───── Supplied material ─────
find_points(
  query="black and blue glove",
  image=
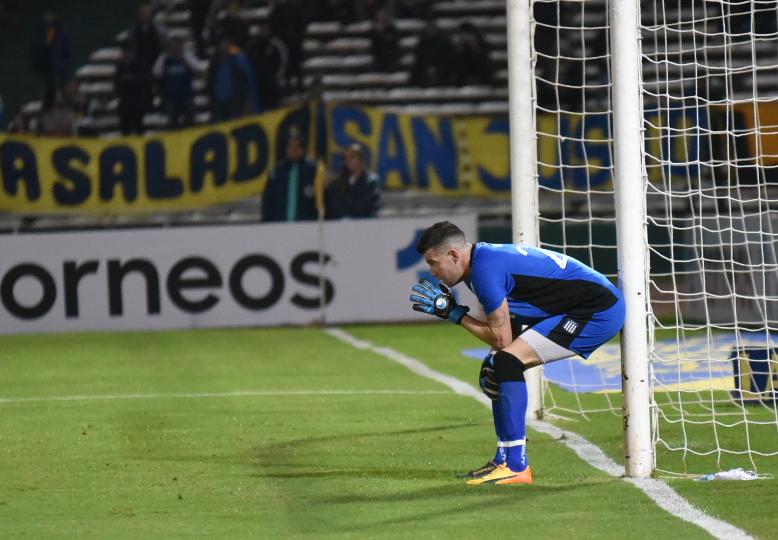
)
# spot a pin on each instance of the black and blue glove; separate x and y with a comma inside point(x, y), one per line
point(437, 300)
point(487, 379)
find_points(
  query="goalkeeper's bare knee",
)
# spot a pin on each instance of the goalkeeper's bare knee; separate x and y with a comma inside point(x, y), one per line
point(508, 368)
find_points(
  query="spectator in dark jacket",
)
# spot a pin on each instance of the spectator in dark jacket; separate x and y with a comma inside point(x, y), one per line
─────
(Exercise description)
Give all lines of the data above as a Markdown table with the columns Row and Line, numbering each row and leaving out blank lines. Do not include the pictures in your answer.

(Finished answer)
| Row | Line |
|---|---|
| 1 | find_points( |
| 2 |   query="black and blue glove", |
| 3 |   image= |
| 4 | ) |
| 5 | # spot a pin on each instance of the black and blue glove; separate x and y with a comma inside point(x, y), one per line |
| 6 | point(437, 300) |
| 7 | point(487, 379) |
| 8 | find_points( |
| 9 |   query="goalkeeper's bare knee", |
| 10 | ) |
| 11 | # spot a pin on each instance of the goalkeeper's bare knee; separate x and y with a comma inside point(x, y), one per line |
| 12 | point(508, 368) |
| 13 | find_points( |
| 14 |   query="spectator in dark jacket", |
| 15 | ) |
| 16 | # spot a pin on each instance of the spectator in dark jacket; separate x and y with a comma inside point(x, y), one per line |